# Stated exercise:
Which lines in the records below contain the word "Target"? Copy out each of those lines in full.

# Data records:

[start]

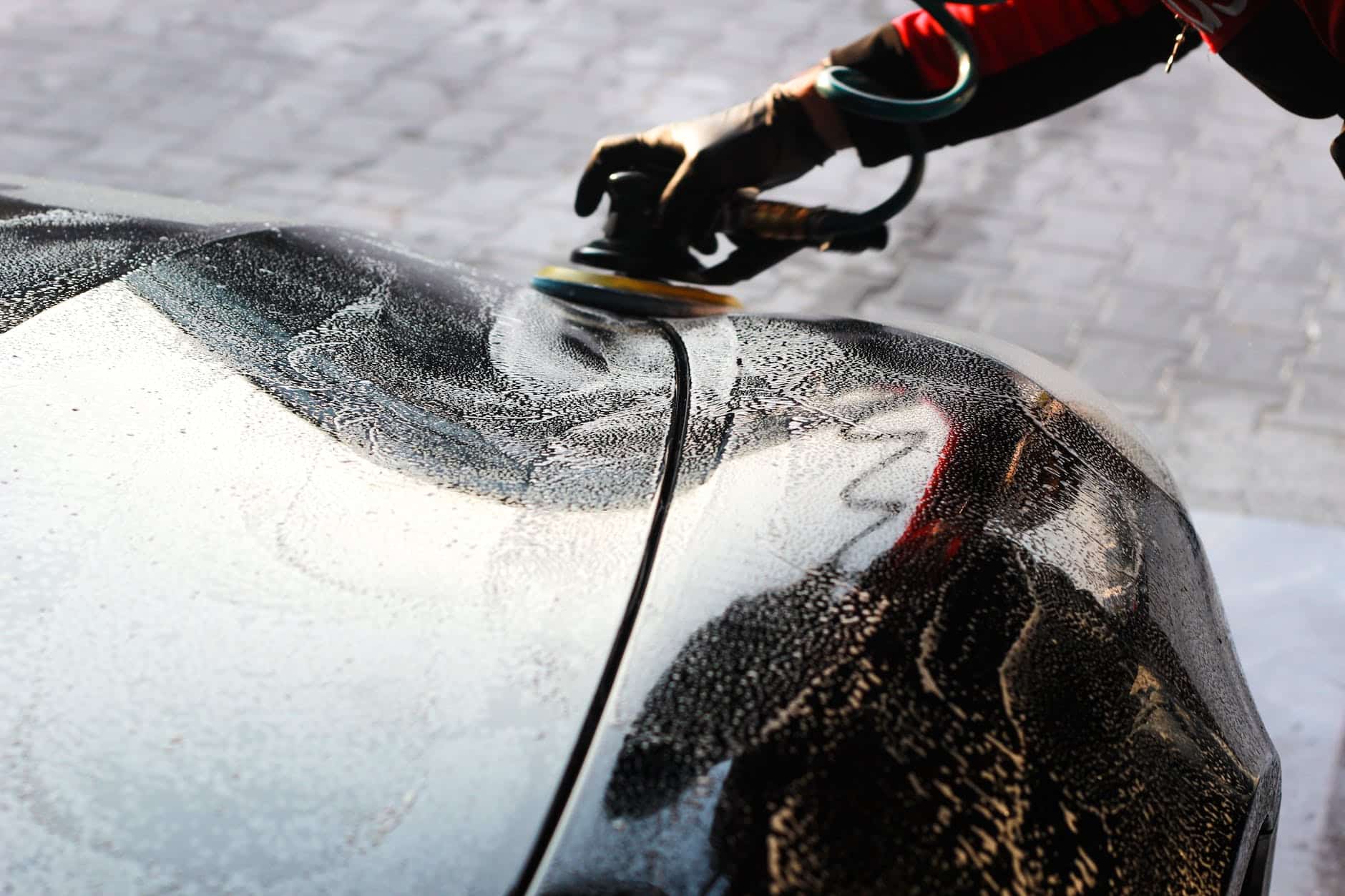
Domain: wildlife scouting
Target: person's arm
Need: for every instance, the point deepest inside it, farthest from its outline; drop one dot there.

[end]
[start]

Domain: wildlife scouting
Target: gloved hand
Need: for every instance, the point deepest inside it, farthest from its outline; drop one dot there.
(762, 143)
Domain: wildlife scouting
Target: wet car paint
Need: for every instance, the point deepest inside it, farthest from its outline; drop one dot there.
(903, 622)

[end]

# Exercise result:
Target: person's arm
Target: gloved hand
Target: wet car paint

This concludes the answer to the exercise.